== What you are asked to do ==
Rewrite the lines below from the one containing "Bet you can't find the distant" through the last line, inclusive, offsetting every coordinate in the answer boxes by 107. Leave out the pictures.

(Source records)
::::
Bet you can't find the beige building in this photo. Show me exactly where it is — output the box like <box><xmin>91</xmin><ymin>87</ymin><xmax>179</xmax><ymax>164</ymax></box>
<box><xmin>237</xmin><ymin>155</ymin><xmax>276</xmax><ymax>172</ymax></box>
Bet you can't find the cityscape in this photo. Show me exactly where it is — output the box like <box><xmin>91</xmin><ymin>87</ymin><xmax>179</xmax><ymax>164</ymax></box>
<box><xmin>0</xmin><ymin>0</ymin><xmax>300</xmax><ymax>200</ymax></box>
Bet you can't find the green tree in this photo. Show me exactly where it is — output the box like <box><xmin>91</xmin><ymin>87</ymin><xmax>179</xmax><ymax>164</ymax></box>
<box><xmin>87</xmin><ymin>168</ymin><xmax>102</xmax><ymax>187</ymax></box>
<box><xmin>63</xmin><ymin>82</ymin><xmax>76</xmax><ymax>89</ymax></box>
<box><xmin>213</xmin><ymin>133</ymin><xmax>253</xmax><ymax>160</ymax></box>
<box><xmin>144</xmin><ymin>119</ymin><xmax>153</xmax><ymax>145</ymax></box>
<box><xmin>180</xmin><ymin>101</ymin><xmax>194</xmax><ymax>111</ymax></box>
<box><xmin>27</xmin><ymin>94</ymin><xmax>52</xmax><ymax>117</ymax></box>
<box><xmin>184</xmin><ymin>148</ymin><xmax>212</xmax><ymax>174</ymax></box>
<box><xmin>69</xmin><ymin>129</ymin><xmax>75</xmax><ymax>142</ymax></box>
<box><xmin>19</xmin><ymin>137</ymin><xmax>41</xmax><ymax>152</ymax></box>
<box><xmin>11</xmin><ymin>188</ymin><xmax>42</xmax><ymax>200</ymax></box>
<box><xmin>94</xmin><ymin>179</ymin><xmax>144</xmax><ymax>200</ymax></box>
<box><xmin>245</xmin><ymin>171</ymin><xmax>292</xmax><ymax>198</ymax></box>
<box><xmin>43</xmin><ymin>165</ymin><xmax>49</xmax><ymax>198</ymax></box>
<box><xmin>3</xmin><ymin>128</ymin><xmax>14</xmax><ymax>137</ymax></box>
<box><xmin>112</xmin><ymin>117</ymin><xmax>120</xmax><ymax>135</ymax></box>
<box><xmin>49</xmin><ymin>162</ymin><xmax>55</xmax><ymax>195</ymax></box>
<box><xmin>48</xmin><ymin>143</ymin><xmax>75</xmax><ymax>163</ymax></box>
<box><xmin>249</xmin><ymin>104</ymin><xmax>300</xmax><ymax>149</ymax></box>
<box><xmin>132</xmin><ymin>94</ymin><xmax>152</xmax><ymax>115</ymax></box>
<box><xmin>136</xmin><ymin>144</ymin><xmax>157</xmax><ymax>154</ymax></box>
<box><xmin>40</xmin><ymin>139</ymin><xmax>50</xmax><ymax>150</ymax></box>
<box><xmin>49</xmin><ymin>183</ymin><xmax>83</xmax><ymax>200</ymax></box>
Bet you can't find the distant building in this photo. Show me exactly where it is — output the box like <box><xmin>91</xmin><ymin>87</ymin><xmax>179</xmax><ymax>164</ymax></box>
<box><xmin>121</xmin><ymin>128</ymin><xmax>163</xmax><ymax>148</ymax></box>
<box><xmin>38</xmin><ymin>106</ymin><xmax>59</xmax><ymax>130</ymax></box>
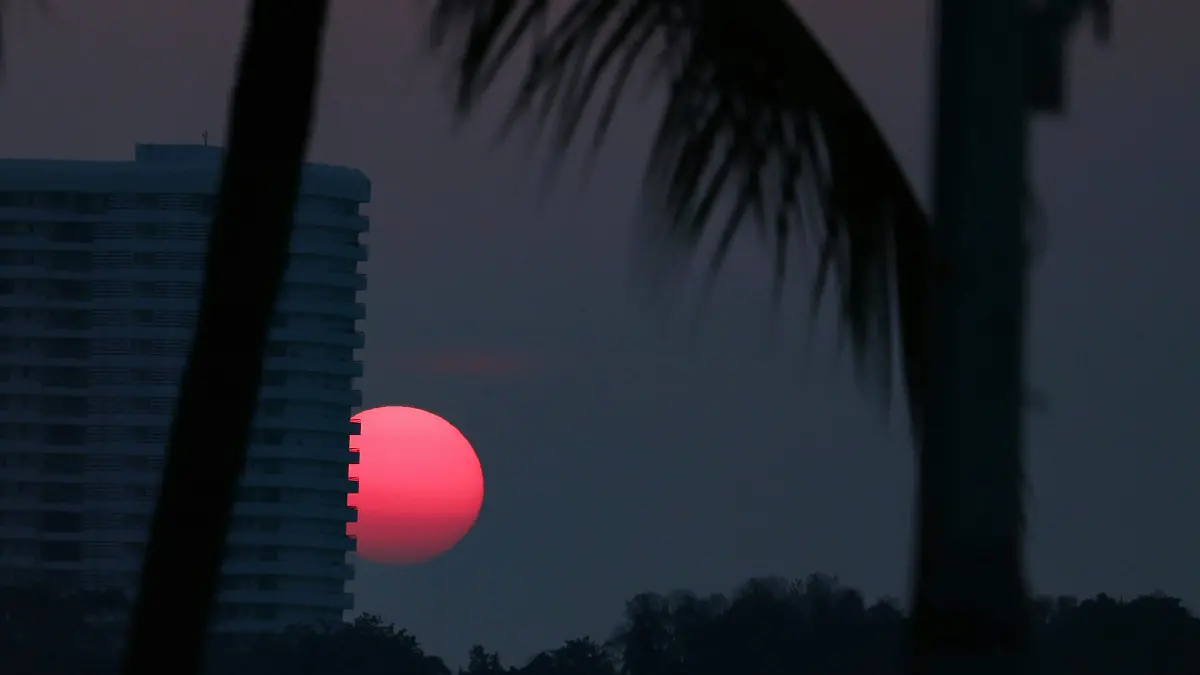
::::
== Solved problem ==
Bet you can't find the distant building in this photo. Show me exactly where it is — output the box like <box><xmin>91</xmin><ymin>87</ymin><xmax>179</xmax><ymax>164</ymax></box>
<box><xmin>228</xmin><ymin>235</ymin><xmax>270</xmax><ymax>255</ymax></box>
<box><xmin>145</xmin><ymin>213</ymin><xmax>166</xmax><ymax>237</ymax></box>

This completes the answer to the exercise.